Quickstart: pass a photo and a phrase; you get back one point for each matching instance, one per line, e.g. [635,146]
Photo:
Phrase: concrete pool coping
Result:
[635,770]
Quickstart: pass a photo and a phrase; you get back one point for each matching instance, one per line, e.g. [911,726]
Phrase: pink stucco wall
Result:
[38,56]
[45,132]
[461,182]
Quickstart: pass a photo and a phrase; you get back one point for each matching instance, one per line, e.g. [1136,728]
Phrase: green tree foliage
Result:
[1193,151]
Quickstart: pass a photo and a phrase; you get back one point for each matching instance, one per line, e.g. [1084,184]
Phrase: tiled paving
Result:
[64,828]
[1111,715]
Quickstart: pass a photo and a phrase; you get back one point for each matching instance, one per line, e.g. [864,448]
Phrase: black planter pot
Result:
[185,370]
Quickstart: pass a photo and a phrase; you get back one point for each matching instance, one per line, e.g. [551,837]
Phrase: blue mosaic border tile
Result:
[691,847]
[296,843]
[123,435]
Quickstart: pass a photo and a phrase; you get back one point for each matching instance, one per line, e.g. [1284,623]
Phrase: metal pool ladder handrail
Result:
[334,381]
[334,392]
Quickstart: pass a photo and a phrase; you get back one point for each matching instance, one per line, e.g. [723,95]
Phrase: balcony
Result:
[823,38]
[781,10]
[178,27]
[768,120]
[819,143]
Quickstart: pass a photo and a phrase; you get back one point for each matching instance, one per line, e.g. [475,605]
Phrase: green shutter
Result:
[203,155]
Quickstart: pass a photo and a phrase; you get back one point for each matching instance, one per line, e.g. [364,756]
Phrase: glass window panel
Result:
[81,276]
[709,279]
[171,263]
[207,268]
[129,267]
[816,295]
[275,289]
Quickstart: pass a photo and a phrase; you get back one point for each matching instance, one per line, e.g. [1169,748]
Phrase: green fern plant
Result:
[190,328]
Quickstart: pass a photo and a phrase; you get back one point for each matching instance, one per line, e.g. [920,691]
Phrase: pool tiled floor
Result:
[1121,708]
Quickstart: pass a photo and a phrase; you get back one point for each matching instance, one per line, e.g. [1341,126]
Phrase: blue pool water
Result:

» **Exercise details**
Please set down all of the material above again, word for word and line for line.

» **Answer in full**
Quickstart: pass a photo and a phrase; you get back one point for each matching instance, one per line, e.g. [635,146]
Photo:
Phrase: concrete pool coping
Result:
[635,770]
Quickstart: pass a photo and a phrase; you get back one point for each matching instance, one per line, e.g. [911,726]
Phrase: pink stucco wall
Result:
[38,56]
[45,132]
[461,182]
Quickstart: pass a photo and a phrase; you get back one point for each matching instance, one per line, e.g. [1136,728]
Phrase: green tree foliage
Result:
[1193,151]
Quickstart: pass a photo and a phrase; you get back one point for each matching instance, one per line, e.g. [1084,184]
Phrase: tiled paving
Result:
[64,828]
[1111,715]
Quickstart: pass a photo and a phrase; you get back one point for each matching instance, one per line, e.g. [864,448]
Phrase: black planter pot
Result:
[185,370]
Quickstart: pass a photo and a phrase; you get back one point for each matching instance, one per line, e.g. [551,837]
Phrase: blue mosaic border tile
Result:
[691,847]
[296,843]
[123,435]
Quickstart: pass a photo and a phrase; you get back one point for each matching instance, one per line, e.g. [1284,623]
Phrase: metal pool ladder handrail
Result:
[334,381]
[334,392]
Quickstart: pass a photo and a phrase; you get back one point for each matching instance, one per line, e.g. [723,95]
Phrase: balcony
Result:
[823,38]
[781,10]
[178,27]
[768,120]
[819,143]
Quickstart: pass a photo and a phrase; you get back one point for each matching instance, one per line, e.g. [475,605]
Phrase: green shutter
Result:
[203,155]
Quickstart: pass a photo and a phrase; you get back one point for each matching instance, one per line, e.g. [364,756]
Phrase: glass window panel
Result:
[81,276]
[709,279]
[171,263]
[207,268]
[129,267]
[816,295]
[275,289]
Quickstart: pass a photo and a phrase; you get back one point for each matching instance, one per line, e.g. [1169,748]
Phrase: green fern plant
Result:
[190,328]
Quickstart: pass a photo and a phrase; you get back one point for each matching instance, one per line, e.g. [920,691]
Phrase: pool tiled floor
Result:
[1121,708]
Quickstart: pass a photo and a phrase; you get back one point for each matching instance, one per line, e.g. [1341,126]
Phrase: blue pool water
Result:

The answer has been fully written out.